### Aim
Locate each line in the rows below that contains the string "find" and copy it out. Case counts.

### Data excerpts
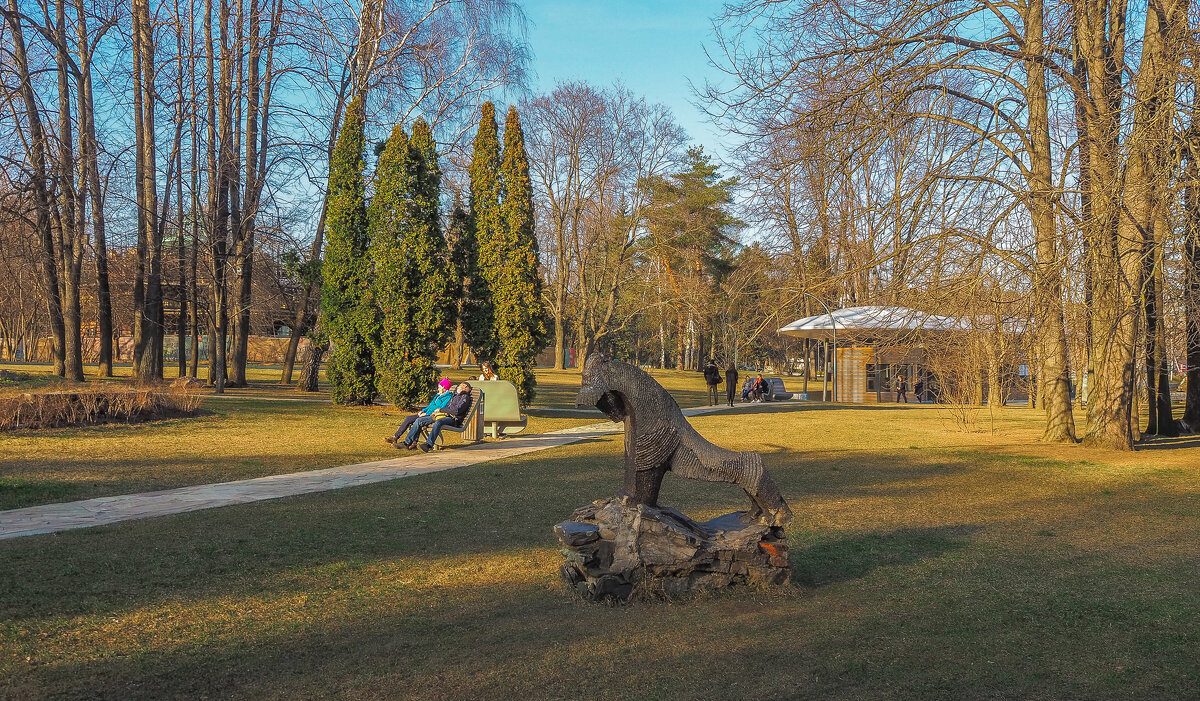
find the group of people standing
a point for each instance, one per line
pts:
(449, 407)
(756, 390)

* * *

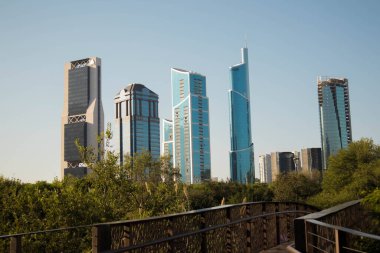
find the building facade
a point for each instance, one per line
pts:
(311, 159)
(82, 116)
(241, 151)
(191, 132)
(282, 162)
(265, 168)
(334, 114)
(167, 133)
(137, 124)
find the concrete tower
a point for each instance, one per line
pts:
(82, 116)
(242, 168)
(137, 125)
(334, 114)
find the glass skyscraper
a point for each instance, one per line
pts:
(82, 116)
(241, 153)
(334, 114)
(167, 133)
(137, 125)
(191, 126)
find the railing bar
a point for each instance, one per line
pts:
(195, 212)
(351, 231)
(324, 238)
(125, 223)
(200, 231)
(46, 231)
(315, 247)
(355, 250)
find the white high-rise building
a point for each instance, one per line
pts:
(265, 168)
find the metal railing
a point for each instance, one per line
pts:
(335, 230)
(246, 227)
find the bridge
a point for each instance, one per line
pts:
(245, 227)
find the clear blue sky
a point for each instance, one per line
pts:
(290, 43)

--

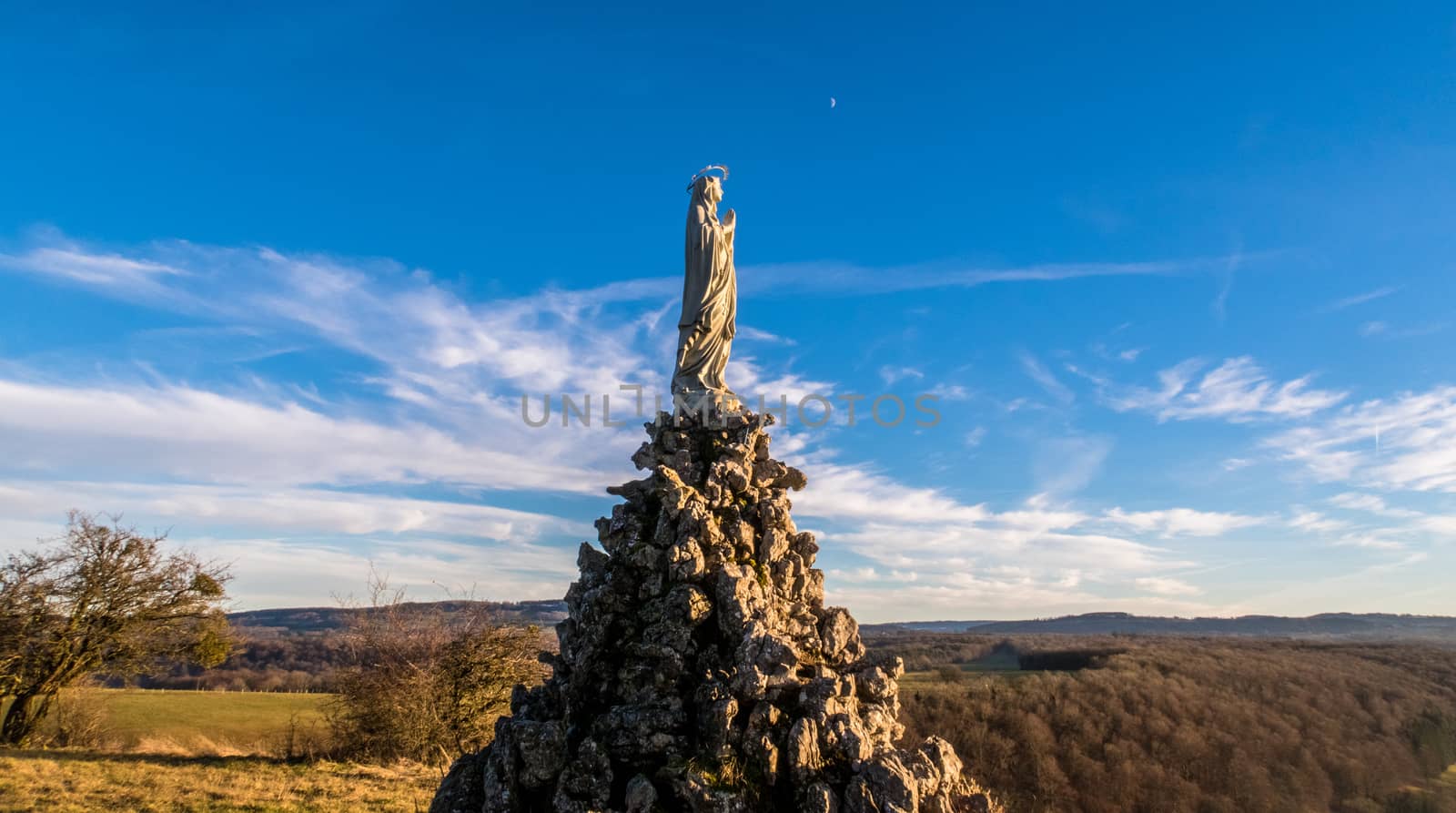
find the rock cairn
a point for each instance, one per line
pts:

### Response
find the group of people standing
find the building facade
find the concrete tower
find the glass skyscraper
find the railing bar
find the white high-rise building
find the metal railing
find the bridge
find the clear blue sky
find the rock cairn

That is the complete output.